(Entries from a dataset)

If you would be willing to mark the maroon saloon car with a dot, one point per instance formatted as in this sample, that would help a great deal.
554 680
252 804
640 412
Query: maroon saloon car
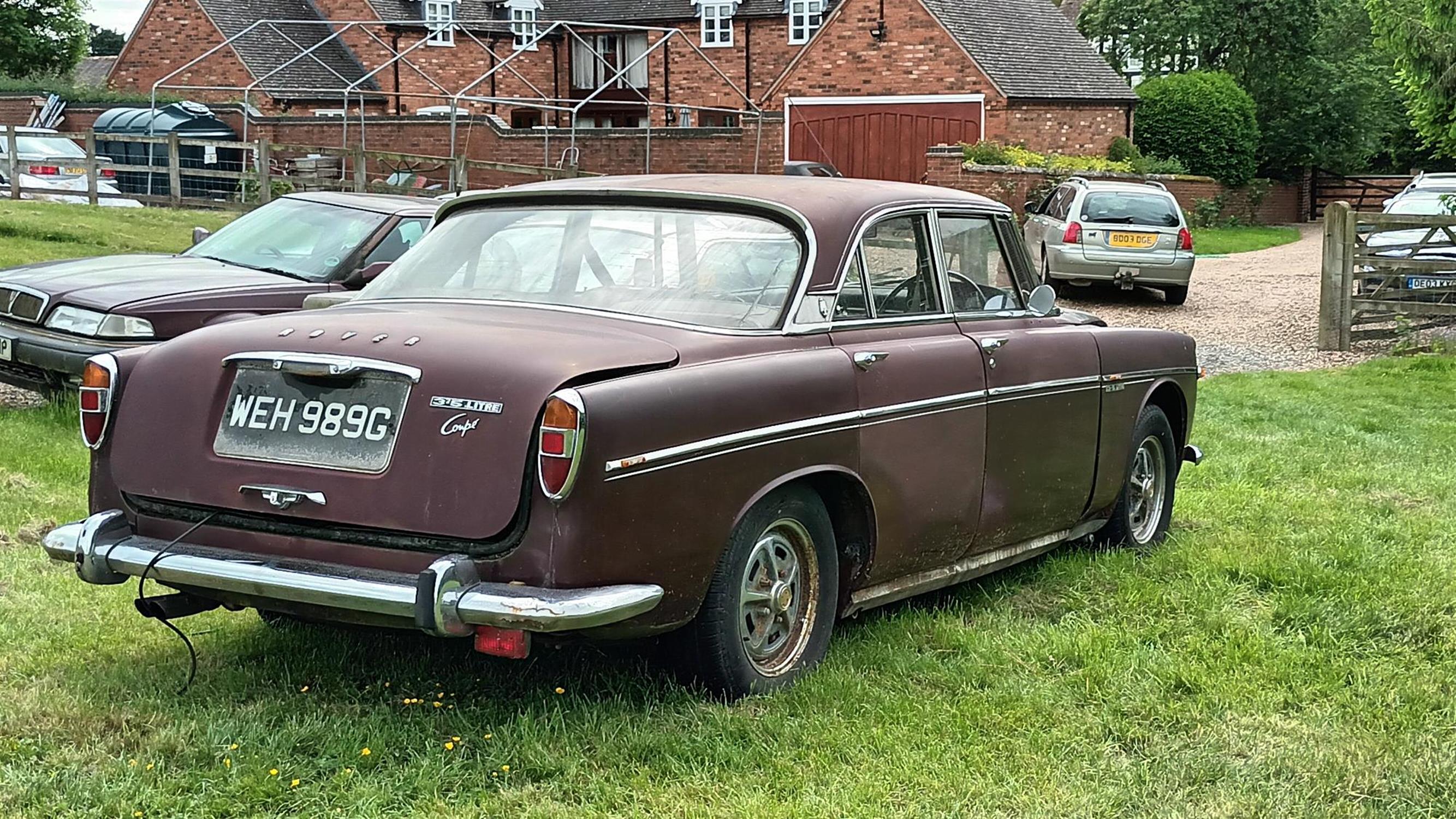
730 407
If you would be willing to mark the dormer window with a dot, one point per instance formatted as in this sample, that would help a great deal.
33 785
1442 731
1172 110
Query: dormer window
525 15
717 24
806 18
440 21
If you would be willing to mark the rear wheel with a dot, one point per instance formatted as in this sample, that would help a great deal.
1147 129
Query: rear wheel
1146 505
771 605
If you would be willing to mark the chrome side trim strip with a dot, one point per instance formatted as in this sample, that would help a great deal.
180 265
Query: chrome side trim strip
963 570
324 363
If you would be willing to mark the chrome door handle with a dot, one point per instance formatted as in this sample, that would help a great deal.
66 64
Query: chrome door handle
867 359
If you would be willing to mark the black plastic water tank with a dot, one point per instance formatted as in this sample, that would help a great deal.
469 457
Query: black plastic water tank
190 121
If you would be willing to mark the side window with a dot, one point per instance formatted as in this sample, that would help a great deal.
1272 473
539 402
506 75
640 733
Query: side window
977 266
404 236
899 267
854 301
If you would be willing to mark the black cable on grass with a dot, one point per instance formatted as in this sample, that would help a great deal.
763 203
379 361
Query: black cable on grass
142 601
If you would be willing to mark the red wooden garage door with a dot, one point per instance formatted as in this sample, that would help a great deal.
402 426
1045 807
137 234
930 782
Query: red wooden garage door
878 138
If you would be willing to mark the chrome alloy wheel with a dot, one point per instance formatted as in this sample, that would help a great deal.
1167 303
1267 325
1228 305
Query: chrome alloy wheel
1146 490
778 598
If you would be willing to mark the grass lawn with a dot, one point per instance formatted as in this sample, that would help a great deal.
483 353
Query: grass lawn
1289 652
33 232
1219 241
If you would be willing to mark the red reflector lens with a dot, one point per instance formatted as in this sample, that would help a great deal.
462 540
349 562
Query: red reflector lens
554 442
503 642
555 473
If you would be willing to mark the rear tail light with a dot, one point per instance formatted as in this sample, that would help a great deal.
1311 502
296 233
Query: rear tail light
1184 240
560 441
98 389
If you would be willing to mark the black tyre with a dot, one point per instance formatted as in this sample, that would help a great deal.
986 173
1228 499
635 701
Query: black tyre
772 600
1146 505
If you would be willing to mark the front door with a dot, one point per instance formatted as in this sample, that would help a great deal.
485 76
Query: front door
1043 384
920 385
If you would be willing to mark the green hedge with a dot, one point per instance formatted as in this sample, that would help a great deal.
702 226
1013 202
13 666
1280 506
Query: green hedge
1203 120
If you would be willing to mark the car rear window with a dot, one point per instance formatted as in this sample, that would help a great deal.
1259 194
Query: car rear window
1127 207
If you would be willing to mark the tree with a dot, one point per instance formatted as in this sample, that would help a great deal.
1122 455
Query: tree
41 37
1420 35
1204 120
107 43
1324 94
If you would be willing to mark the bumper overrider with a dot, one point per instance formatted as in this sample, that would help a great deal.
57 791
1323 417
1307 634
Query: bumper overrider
446 600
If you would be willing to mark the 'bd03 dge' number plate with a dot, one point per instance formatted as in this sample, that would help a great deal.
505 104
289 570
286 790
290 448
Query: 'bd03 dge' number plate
284 419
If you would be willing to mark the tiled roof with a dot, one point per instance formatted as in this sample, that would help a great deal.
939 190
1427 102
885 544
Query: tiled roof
331 68
1030 50
92 72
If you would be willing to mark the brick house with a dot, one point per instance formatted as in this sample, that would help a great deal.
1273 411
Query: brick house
867 85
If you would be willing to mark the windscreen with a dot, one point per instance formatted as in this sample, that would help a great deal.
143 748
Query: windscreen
718 270
1126 207
292 236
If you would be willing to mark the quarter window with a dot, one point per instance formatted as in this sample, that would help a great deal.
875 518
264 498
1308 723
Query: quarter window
717 25
440 21
976 266
806 18
900 269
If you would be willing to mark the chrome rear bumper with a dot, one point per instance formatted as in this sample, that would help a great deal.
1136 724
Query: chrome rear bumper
448 600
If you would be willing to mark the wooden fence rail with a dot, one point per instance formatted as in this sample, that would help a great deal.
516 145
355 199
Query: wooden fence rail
1379 267
263 167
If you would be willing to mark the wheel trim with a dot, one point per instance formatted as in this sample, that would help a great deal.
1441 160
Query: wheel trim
778 598
1146 490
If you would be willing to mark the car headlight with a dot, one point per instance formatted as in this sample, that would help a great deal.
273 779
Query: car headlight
95 324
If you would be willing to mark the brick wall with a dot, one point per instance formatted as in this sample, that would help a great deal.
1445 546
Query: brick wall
1283 205
1063 126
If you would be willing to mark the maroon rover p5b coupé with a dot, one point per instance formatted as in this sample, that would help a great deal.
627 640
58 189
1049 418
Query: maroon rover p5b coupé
732 407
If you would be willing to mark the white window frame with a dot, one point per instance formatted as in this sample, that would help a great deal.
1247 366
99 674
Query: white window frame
440 21
525 24
717 21
801 20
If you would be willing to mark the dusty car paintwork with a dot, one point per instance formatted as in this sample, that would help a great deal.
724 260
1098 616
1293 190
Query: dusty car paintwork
990 435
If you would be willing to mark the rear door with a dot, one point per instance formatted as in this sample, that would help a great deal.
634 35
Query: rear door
920 387
1130 228
1043 387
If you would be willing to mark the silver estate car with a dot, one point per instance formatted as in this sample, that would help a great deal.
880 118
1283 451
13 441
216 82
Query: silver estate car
1125 232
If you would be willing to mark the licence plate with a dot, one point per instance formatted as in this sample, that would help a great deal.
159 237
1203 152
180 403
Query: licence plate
1139 241
283 419
1427 282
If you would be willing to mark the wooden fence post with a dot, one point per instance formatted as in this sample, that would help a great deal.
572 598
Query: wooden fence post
174 169
264 171
91 168
1337 270
360 173
12 161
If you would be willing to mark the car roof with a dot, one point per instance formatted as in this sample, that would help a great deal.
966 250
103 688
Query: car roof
378 203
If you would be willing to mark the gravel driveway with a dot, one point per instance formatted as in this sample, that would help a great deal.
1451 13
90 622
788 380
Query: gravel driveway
1257 311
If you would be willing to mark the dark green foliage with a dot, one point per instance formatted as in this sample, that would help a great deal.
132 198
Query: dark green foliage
1202 118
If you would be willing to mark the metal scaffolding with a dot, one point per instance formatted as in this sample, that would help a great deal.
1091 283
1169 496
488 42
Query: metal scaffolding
570 31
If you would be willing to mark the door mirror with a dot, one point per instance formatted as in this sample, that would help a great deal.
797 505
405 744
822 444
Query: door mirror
370 273
1043 301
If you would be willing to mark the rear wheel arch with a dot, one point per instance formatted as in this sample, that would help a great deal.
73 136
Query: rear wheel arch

**WRITTEN EXERCISE**. Repeat every record above exactly, but leave out any pictures.

**WRITTEN SOLUTION**.
If you would be willing to mark the maroon saloon car with a dot, one point per instance formatted as in this sample, that would help a great deal.
554 680
252 804
640 412
Query: maroon saloon car
730 407
If you would be willing to mark the dormer window with a dot, one point per instance formatted as in this sample, that would help a great deal.
33 785
1442 731
1172 110
Query: dormer window
525 15
717 24
806 18
440 21
If you would be willing to mark the rear wheel with a dot, one point per instance formatted as in this sample, that would help a great deal.
1147 129
Query: rear wheel
1146 505
771 605
If you would be willing to mark the chrome side trim strip with a dot, one point per instance formatted as in this sample, that would help a great deal.
180 265
Query: chrome side trim strip
963 570
324 363
If you would be willing to mark the chrome door handle with a dot, one point per instance formatted as in this sample, that would help a great deal.
66 64
Query: chrome door handle
867 359
If you would be willing to mark the black plastic water tank with a dot, one point per instance formatted as in this sample, that would help a great deal.
469 457
Query: black plastic water tank
190 121
If you would be willing to mark the side window with a dot, one point per instance formatted as in this sample, that would help a great deal.
1272 473
539 402
506 75
640 733
Query: side window
977 266
404 236
899 267
854 301
If you would be willing to mark the black cable on grass with a dot, one point per instance formatted as in this sample, that would help a great deal.
763 203
379 361
Query: black cable on grass
142 601
If you would be willing to mark the red wooden garage door with a dot, one point per instance formatted as in this sample, that would help a great deal.
402 426
1045 807
137 234
930 782
Query: red wooden garage door
878 138
If you would be willing to mark the chrome alloy wheel with a dot, one point per instance formatted as in this sample, that would help a great deal.
1167 303
1267 325
1228 305
Query: chrome alloy wheel
1146 490
778 598
If you would be willing to mark the grass lawn with a dot, one point per instance formatted as in this sample, that would help a great deal.
483 353
Query: grass lawn
1289 652
33 232
1219 241
If you would be willing to mark the red reflector lens with a dot, one point per instance formatted as in this sample, that would help a great deal.
462 540
349 562
Query: red reflector lens
554 442
503 642
555 473
If you would be willing to mark the rear tail light with a dot, one point per instance formatted as in this sample, that would help a great deal.
1311 502
296 233
Query: rear tail light
1184 240
560 441
98 389
If you would be willing to mark the black tyre with a dot, one point per instance formatted as in this sample, that would help a great deal.
986 173
1228 499
635 701
Query: black tyre
772 600
1146 505
If you would be willing to mark the front door with a dot, one point per instance formatted as in this sample, that would help a great deal.
485 76
Query: front door
1043 384
920 385
If you would be willing to mark the green hedge with a dot, one point per instance formatted as in this sample, that would help a great deal.
702 226
1013 202
13 666
1280 506
Query: green hedge
1203 120
If you would be willing to mark the car rear window with a dot, one point per instance formatted as in this sample, that would help a great deal.
1259 194
Query: car rear window
1127 207
If you would be willing to mark the tree with a dot, one point per instance formatted as in this sample, that would help a great deal.
1122 455
Query: tree
41 37
1420 35
1204 120
107 43
1324 94
If you would be willing to mark the bumper overrider with a dot, one point per instance formatted as in this sample, that would help a great deal.
57 791
1323 417
1307 634
Query: bumper overrider
446 600
If you would be willing to mark the 'bd03 dge' number plate with a dot, one point per instance formatted as in this sample, that would help a great deal.
505 104
289 570
286 790
290 448
Query: 'bd03 dge' number plate
284 419
If you would be willing to mark the tiled roof with a dot, one point per instance formatted as in this sample, that would help a great deal.
939 190
1427 102
885 544
Query: tiled roof
331 68
1030 50
92 72
If you would be willing to mark the brick house with a dot, one point per instance formatted as in this sample, that would help a great deal.
1273 411
Query: brick house
867 85
If you would be willing to mark the windscreen with a dot, one point per instance formatted as in this sample, that would help a great deal.
143 748
Query: windscreen
718 270
1126 207
292 236
If you would be willing to mark the quarter window with a dot, one point per instance formatted as in this sample, that would help a great deal.
875 518
264 498
1308 723
Query: quarter window
717 25
440 21
976 266
806 18
900 269
If you would be willing to mark the chrome rear bumper with a dot, one point per instance formatted as in this sample, that would help a great deal.
1136 724
Query: chrome rear bumper
448 600
If you would be willing to mark the wooden fence rail with a dot, one point per instance formatted as in this sample, that would help a great deal.
516 145
355 199
Query: wooden fence rail
1379 267
263 167
If you would be willing to mark the wheel trim with a dot, one point per instance formatted as in this sample, that would help a great deal.
1441 160
Query: wheel trim
778 598
1146 490
If you would be willing to mark the car headlight with a dot, one point per instance formatted as in this sample, that would help a great deal.
273 779
Query: car headlight
95 324
If you would be willing to mark the brick wall with a dot, one point per instance formatted as in this sample, that would help a great deal.
1445 546
Query: brick wall
1283 205
1063 126
If you would be willing to mark the maroon rover p5b coupé with a dot, one point per instance formatted as in this sample, that would help a great deal.
627 640
58 189
1049 418
Query: maroon rover p5b coupé
732 407
If you would be willing to mark the white window frame with a dot, one point per instance formatted as in this sample, that would help a great deal.
1247 366
99 674
Query: white window frame
440 21
525 24
717 21
801 20
If you would be willing to mark the dusty car paintwork with a dot, one point per instance formatted as in this sample, that would help a great deal.
724 260
1098 616
1293 190
Query: dusty car paintwork
990 435
If you would be willing to mark the rear door with a dot, one point per instance formatted as in this sample, that would help a great deal.
634 35
Query: rear door
920 387
1130 228
1043 387
If you would be willing to mark the silver estate car with a dot, one point per instance formatted as in this sample, that would help a great deal.
880 118
1283 451
13 441
216 82
Query: silver estate car
1125 232
If you would be willing to mark the licence plate with a dot, one point per instance formatted as in this sample, that would help a great deal.
159 237
1203 152
180 403
Query: licence plate
1139 241
283 419
1427 282
If you would be willing to mark the wooden fence post with a dot, one point per instance formatted as in this sample, that would help a great deal.
572 598
Query: wooden fence post
174 169
264 171
91 168
1337 270
360 173
12 161
If you would be willing to mark the car roof with a dot, one point per instance formatted as in this sample, that would help a great deal.
966 250
103 688
Query: car roof
378 203
If you would be willing to mark the gravel driveway with a dot, one point per instance formatted as in this sample, that would help a great deal.
1451 13
90 622
788 380
Query: gravel driveway
1257 311
If you would be willing to mark the dark green foliage with a dot, one point per instance formatted as in this sample, that would help a great deal.
132 198
Query: dark green foliage
1202 118
If you would be willing to mark the metal scaffolding with a dot, one point per instance formatted as in this sample, that would help a great deal.
1091 283
1169 496
488 42
Query: metal scaffolding
570 31
If you would be willing to mark the door mirror with a dot, one point per instance formatted as in this sample, that would help a great deal.
797 505
405 744
822 444
Query: door mirror
370 273
1043 301
If you would be willing to mark the rear wheel arch with a dot, one point per instance formatted as in this sample, that would help a great deal.
73 136
Query: rear wheel arch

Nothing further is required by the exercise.